**WHAT TO PRODUCE:** Quote the following material word for word, reproducing every line in its original order.

::: PROVIDED RECORDS :::

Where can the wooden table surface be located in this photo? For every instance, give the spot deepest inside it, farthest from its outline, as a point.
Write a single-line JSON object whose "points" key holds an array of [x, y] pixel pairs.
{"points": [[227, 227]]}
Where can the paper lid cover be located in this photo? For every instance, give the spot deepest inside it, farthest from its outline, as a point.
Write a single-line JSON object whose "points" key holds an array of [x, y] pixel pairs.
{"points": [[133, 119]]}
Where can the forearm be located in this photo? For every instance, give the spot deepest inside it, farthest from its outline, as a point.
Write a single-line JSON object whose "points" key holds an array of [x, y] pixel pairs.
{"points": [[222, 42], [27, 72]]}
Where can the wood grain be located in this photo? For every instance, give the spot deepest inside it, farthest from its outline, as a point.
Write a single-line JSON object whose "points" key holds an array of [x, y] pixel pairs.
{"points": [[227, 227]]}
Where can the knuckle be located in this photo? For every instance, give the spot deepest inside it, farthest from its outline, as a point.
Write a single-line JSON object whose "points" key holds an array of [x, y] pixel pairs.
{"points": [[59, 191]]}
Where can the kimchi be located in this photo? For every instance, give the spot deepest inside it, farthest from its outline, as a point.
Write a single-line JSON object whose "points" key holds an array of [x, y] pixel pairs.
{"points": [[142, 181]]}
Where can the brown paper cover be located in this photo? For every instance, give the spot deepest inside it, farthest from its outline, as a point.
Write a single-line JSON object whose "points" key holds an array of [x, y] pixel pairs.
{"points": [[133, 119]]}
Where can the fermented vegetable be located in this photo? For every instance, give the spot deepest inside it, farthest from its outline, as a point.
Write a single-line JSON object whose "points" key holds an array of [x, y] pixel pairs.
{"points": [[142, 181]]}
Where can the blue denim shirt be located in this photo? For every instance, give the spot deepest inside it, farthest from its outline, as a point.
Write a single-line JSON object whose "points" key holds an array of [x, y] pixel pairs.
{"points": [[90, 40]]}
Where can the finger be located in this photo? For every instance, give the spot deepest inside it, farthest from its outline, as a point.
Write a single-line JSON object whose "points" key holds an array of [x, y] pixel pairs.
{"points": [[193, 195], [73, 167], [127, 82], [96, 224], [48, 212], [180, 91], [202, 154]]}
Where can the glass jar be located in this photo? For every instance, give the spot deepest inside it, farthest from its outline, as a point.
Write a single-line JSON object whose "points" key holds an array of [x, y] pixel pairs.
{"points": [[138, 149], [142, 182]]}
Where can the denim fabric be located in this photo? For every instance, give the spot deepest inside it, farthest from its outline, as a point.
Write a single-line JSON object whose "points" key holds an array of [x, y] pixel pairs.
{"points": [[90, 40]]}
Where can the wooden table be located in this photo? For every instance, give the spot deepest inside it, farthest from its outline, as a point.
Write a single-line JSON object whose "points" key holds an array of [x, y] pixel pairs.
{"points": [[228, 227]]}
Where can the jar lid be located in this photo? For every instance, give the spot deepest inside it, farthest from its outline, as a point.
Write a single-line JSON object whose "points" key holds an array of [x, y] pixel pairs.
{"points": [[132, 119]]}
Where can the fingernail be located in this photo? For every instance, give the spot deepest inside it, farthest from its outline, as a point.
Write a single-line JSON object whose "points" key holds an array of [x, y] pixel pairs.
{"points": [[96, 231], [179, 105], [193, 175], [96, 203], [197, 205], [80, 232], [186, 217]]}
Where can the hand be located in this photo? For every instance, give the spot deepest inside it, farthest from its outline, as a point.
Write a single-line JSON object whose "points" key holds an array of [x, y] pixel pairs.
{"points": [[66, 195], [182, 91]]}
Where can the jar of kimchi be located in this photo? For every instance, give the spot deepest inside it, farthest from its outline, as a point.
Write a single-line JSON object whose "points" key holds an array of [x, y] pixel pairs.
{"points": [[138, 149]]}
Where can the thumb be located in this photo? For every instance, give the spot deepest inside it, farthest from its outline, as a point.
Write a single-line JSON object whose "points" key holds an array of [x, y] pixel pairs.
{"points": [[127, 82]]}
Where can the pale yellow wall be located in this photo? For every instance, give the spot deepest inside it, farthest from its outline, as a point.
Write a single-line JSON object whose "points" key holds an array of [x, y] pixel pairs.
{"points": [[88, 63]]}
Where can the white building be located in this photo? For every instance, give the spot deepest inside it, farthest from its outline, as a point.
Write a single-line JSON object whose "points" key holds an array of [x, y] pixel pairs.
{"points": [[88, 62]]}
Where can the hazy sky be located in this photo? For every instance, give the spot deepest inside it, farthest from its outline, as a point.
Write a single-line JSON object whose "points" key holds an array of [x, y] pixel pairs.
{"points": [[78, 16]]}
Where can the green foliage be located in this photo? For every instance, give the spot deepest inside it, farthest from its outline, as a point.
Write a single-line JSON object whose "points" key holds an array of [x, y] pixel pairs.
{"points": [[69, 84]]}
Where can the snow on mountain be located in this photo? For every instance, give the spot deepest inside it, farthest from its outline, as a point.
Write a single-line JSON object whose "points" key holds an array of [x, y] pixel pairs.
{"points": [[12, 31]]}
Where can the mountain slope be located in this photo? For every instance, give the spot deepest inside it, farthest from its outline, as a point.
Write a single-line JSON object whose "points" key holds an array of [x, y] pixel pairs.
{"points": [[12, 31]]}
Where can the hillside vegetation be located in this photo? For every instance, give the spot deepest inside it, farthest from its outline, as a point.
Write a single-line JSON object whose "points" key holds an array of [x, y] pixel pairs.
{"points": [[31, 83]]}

:::

**WRITTEN ANSWER:**
Where can the wooden table surface be located in this photo? For every instance, give the spot deepest inside it, farthest from its outline, as a point.
Write a single-line JSON object whose "points" key holds an array of [x, y] pixel pairs.
{"points": [[227, 227]]}
Where can the paper lid cover be located in this photo? For every instance, give the spot deepest inside it, farthest from its outline, as a point.
Write a single-line JSON object whose "points" key holds an array of [x, y] pixel pairs.
{"points": [[133, 119]]}
Where can the forearm be located in this photo? For every instance, give the spot deepest inside it, farthest from its outline, as a point.
Write a single-line JSON object whose "points" key holds an array of [x, y] pixel pairs.
{"points": [[222, 42], [27, 72]]}
Where can the wood grain be located in this photo? For every instance, give the spot deepest inside it, farthest from its outline, as a point.
Write a single-line JSON object whose "points" key holds an array of [x, y] pixel pairs.
{"points": [[227, 227]]}
Where can the knuckle be located in this photo? For every instance, give the spot deepest inside it, farthest from its outline, as a point.
Write a single-line JSON object whose "points" key holds an array of [x, y] pixel pairs.
{"points": [[59, 191]]}
Where can the kimchi be located in this photo? For every instance, give the spot deepest inside it, farthest from its outline, as a point.
Write a single-line JSON object whose "points" key holds an array of [x, y] pixel pairs.
{"points": [[142, 181]]}
Where can the brown paper cover be located in this photo? For every instance, give the spot deepest inside it, farthest from its outline, as a point.
Write a single-line JSON object whose "points" key holds an array of [x, y] pixel pairs.
{"points": [[133, 119]]}
Where can the fermented vegetable be located in this photo? For every instance, give the spot deepest inside it, farthest from its outline, as a point.
Write a single-line JSON object whose "points" key holds an array of [x, y] pixel pairs.
{"points": [[142, 181]]}
Where can the blue denim shirt be located in this photo? For every instance, give the spot deepest inside it, farthest from its outline, as a point.
Write a single-line JSON object whose "points" key holds an array of [x, y] pixel pairs.
{"points": [[90, 40]]}
Where can the finger be located in this photo? For every instance, give the spot deepest inside it, farthest from its outline, as a point.
Write a single-line JSON object whose "points" key holds an array of [x, y] pixel pairs.
{"points": [[193, 195], [73, 167], [127, 82], [96, 224], [48, 212], [180, 91], [202, 154]]}
Where can the glass jar be located in this photo? For every instance, give the spot deepest inside it, farthest from its outline, as a point.
Write a single-line JSON object whose "points" key holds an array of [x, y] pixel pairs.
{"points": [[138, 149], [142, 182]]}
Where can the denim fabric be located in this photo? For every instance, give the spot deepest inside it, farthest from its outline, as a point.
Write a single-line JSON object whose "points" key holds an array of [x, y] pixel pairs.
{"points": [[90, 40]]}
Where can the wooden table be located in this photo? For every instance, give the spot deepest inside it, farthest from its outline, as a point.
Write a single-line JSON object whose "points" key holds an array of [x, y] pixel pairs.
{"points": [[228, 227]]}
Where can the jar lid be located in this photo? For every instance, give the spot deepest inside it, farthest from its outline, as a point.
Write a single-line JSON object whose "points" key holds an array of [x, y] pixel pairs.
{"points": [[132, 119]]}
Where can the fingernail be located in this photo? For every instance, give the spot deepest inside it, farthest from its outline, as a point.
Write a single-line JSON object whose "points" key holds an array of [x, y] pixel pairs.
{"points": [[96, 231], [179, 105], [193, 175], [96, 203], [197, 205], [80, 232], [186, 217]]}
Where can the hand be located in this photo? For every instance, give the spot deepest inside it, farthest from its outline, as a point.
Write a single-line JSON object whose "points" key holds an array of [x, y] pixel pairs.
{"points": [[66, 195], [182, 91]]}
Where can the jar of kimchi be located in this photo? For every instance, give the spot deepest inside it, farthest from its outline, as a point.
Write a single-line JSON object whose "points" key holds an array of [x, y] pixel pairs.
{"points": [[138, 149]]}
Where can the thumb be located in this photo? For every instance, give the spot deepest inside it, farthest from its outline, as a point.
Write a single-line JSON object whose "points" key holds an array of [x, y] pixel pairs.
{"points": [[127, 82]]}
Where can the pale yellow wall be located in this photo? For every instance, give the spot deepest inside it, farthest from its outline, as a point.
Write a single-line JSON object whose "points" key holds an array of [x, y] pixel pairs.
{"points": [[88, 63]]}
Where can the white building be located in this photo? For every instance, give the spot deepest inside it, farthest from its outline, as a point.
Write a single-line JSON object whose "points" key holds an array of [x, y] pixel pairs.
{"points": [[88, 62]]}
Where can the hazy sky be located in this photo? For every instance, give the spot deepest inside it, farthest from its outline, as a point.
Write a single-line JSON object whose "points" key holds an array of [x, y] pixel pairs.
{"points": [[78, 16]]}
Where can the green foliage be located in this photo? For every instance, give the spot deepest inside it, farthest from its outline, as a point.
Write a single-line JSON object whose "points" key holds an array of [x, y] pixel pairs.
{"points": [[69, 84]]}
Where can the snow on mountain be located in this photo? For every instance, give the spot deepest inside it, farthest from its outline, as a point.
Write a single-line JSON object whose "points" key holds an array of [x, y] pixel pairs.
{"points": [[12, 31]]}
Where can the mountain slope be located in this photo? For every instance, give the spot deepest inside it, farthest from its outline, as a point.
Write a single-line JSON object whose "points" key holds an array of [x, y] pixel pairs.
{"points": [[12, 31]]}
Where can the hillside vegetation be located in this photo? For every instance, give the spot deepest inside it, farthest from its outline, as a point.
Write a single-line JSON object whose "points" key holds an array of [x, y] pixel pairs.
{"points": [[31, 83]]}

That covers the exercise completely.